## Work to complete
Below are records; copy every line among them that contains the word "photo".

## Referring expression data
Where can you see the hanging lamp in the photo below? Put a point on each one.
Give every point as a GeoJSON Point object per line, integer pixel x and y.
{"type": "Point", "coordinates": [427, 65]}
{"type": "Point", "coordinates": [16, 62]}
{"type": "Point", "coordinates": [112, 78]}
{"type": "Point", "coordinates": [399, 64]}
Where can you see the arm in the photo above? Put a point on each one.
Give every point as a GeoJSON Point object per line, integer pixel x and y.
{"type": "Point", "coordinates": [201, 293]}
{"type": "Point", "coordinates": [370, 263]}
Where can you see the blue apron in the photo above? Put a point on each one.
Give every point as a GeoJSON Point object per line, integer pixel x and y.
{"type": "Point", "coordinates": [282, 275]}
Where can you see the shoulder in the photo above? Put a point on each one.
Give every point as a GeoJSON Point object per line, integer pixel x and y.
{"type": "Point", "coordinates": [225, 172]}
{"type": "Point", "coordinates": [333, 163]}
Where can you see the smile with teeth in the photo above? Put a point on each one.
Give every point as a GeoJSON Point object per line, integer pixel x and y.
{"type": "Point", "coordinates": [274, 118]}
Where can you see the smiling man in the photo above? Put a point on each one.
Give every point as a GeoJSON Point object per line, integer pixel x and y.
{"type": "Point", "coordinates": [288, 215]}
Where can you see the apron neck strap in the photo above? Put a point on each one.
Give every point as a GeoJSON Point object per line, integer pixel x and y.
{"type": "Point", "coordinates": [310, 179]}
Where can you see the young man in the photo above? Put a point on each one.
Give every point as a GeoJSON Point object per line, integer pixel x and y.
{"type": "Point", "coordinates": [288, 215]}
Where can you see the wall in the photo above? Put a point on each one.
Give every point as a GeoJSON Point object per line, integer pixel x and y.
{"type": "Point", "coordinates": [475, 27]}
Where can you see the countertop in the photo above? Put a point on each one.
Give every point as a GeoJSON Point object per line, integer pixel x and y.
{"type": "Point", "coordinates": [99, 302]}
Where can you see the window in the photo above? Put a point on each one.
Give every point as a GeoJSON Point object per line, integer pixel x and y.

## Written solution
Where can you see the hanging lamp in the photo below? Put a point on each one.
Where can you see the arm in the photo above? Put a point on each one.
Where can you see the blue apron in the photo above? Put a point on each one.
Where can you see the shoulder in the photo above? Put a point on each one.
Where can you see the smile with teeth in the photo above? Put a point on each one.
Where can you see the smiling man in the photo above? Put a point on each one.
Where can you see the apron neck strap in the photo above? Put a point on each one.
Where can you see the young man in the photo above? Put a point on each one.
Where can you see the wall in the photo above? Put a point on each one.
Where can you see the countertop in the photo above? Put a point on each one.
Where can you see the window in the photo above? Put a point on each one.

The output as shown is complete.